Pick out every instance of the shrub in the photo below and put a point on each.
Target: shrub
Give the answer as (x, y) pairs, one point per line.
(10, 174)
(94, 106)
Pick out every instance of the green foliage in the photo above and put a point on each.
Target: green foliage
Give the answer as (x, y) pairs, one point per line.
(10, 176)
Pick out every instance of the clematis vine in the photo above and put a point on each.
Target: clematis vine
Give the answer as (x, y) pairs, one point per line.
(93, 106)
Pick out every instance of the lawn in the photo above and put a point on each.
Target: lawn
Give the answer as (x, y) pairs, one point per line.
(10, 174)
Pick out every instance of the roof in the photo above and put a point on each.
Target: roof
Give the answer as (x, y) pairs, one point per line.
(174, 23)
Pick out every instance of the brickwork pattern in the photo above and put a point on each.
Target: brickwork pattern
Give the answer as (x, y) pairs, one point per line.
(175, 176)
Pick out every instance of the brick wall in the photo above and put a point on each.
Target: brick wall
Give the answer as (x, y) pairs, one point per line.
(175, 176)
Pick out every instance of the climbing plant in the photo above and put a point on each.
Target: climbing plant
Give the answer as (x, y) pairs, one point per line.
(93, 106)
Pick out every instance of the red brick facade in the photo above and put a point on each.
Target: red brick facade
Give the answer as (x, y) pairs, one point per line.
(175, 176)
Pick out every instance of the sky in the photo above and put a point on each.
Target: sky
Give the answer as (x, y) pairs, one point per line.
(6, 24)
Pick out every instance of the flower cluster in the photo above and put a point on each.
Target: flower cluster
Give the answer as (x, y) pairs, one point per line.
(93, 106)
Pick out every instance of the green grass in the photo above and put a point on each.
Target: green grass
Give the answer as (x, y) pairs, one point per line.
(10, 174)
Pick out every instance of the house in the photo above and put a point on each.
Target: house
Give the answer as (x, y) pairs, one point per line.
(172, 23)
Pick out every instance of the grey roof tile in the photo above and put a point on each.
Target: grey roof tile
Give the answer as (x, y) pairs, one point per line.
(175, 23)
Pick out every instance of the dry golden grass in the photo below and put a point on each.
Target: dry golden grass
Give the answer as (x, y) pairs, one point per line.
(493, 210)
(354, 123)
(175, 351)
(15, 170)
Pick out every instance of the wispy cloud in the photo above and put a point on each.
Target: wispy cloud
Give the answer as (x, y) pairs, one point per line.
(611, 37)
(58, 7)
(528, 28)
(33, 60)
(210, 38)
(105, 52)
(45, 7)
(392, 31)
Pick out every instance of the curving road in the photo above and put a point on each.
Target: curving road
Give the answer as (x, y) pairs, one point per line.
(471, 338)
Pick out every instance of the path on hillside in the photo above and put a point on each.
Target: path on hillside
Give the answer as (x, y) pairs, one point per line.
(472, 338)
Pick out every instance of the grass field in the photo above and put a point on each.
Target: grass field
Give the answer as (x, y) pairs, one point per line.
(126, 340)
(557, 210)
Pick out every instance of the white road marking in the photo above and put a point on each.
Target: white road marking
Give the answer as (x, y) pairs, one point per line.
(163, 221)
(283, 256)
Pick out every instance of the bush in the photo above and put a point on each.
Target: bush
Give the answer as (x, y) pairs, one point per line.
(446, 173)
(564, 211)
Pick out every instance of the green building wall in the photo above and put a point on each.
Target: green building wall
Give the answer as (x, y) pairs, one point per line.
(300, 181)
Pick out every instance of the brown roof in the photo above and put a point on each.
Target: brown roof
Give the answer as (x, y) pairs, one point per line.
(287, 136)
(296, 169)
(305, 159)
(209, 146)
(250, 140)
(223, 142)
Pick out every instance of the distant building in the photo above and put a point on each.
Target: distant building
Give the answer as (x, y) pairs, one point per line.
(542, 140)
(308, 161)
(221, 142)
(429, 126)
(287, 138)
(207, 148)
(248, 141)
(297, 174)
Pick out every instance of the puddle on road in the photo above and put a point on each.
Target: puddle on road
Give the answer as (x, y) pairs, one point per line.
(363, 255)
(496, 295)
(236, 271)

= = = = = = =

Print the listing above again, unchanged, from its first line through its last.

■ **SOLUTION TO THIS TASK**:
Pick out every instance of the shrub in the photo below and put a point on each.
Target: shrub
Give the answer as (x, y) pairs, one point per line.
(10, 174)
(94, 106)
Pick out every instance of the green foliage in the photo above and put a point on each.
Target: green foliage
Give the answer as (x, y) pairs, one point per line.
(10, 176)
Pick out every instance of the clematis vine in the photo above and put a point on each.
Target: clematis vine
Give the answer as (x, y) pairs, one point per line.
(93, 106)
Pick out every instance of the lawn in the photo above and put a point on each.
Target: lawn
Give the answer as (x, y) pairs, one point per line.
(10, 174)
Pick out every instance of the roof in the photo above and put a point on each.
Target: roof
Give the answer as (x, y) pairs, one point per line.
(174, 23)
Pick out every instance of the brickwork pattern in the photo above and put a point on each.
Target: brickwork pattern
Give the answer as (x, y) pairs, one point per line.
(175, 176)
Pick out every instance of the brick wall in the photo above and put a point on each.
Target: brick wall
Give the answer as (x, y) pairs, one point per line.
(175, 176)
Pick out every instance of the climbing plant in the photo above and put a point on each.
Target: climbing plant
Give the answer as (x, y) pairs, one point per line.
(93, 106)
Pick out every instance of the red brick facade in the photo above and put a point on each.
Target: red brick facade
Give the answer as (x, y) pairs, one point per line.
(175, 176)
Pick out every instance of the sky in the photo above and put a point on each.
Target: sky
Give the answer as (x, y) pairs, one point per line.
(6, 24)
Pick out every instance of the flower cluster in the photo above and put a point on each.
Target: flower cluster
Give the answer as (x, y) pairs, one point per line.
(93, 106)
Pick out every instance of the green grass in the photo above and put a point on each.
Target: green grass
Give the answer as (x, y) pairs, one point per line.
(10, 174)
Pick out every instance of the house in the photo above and put a point on each.
Target: house
Give the answer as (x, y) pairs, one point per line.
(172, 23)
Pick out every instance of the grey roof tile in the photo above and put a point on each.
Target: grey roof tile
Give the answer as (x, y) pairs, one point per line.
(175, 23)
Pick out every instance of the dry golden grass in the photo below and put a point on each.
Target: dry golden grass
Give the answer as (x, y) pairs, one point per line.
(493, 210)
(354, 123)
(175, 351)
(15, 170)
Pick out every instance of the wispy cloud in the photo above and put a point on each.
Target: wispy cloud
Give the answer as (x, y) pairs, one point per line.
(611, 37)
(58, 7)
(528, 28)
(33, 60)
(210, 38)
(105, 52)
(45, 7)
(392, 31)
Pick out every instance of the curving road in the photo above and put a point on each.
Target: curving road
Give the answer as (x, y) pairs, one point per line.
(471, 338)
Pick out every instance of the path on hillside in the photo above and put a point on each.
Target: path on hillside
Give the answer as (x, y) pairs, one point per line.
(472, 338)
Pick out every instance of the grass field in the photo above and put a point on each.
Target: grass field
Give the answer as (x, y) pairs, one point per line.
(126, 340)
(557, 210)
Pick out every instance of the white road marking in the photo above and put a point on each.
Target: white road marking
Give the answer as (x, y) pairs, one point per line.
(163, 221)
(283, 256)
Pick out every instance of the bush in the photo above and put a point on each.
Target: bush
Give the answer as (x, y) pairs, one point per line.
(446, 173)
(564, 211)
Pick out every instance of the green building wall in the photo above and put a point on each.
Target: green building wall
Give the answer as (x, y) pairs, one point per line.
(300, 181)
Pick out every instance of the brown roof in the photo above and put a point on each.
Target: brown roof
Give the answer as (x, y) pairs, one point per line.
(287, 136)
(296, 169)
(305, 159)
(209, 146)
(250, 140)
(223, 142)
Pick out every instance of the distant building in the photo above and put a point on each.
Target: distant building
Give the answer as (x, y) pairs, one point per line.
(542, 140)
(308, 161)
(221, 142)
(429, 126)
(287, 138)
(207, 148)
(248, 141)
(297, 174)
Pick out every instance of the puddle on road in the photo above and put a point on each.
Target: puddle on road
Give the answer as (x, y) pairs, one point per line.
(363, 255)
(496, 295)
(236, 271)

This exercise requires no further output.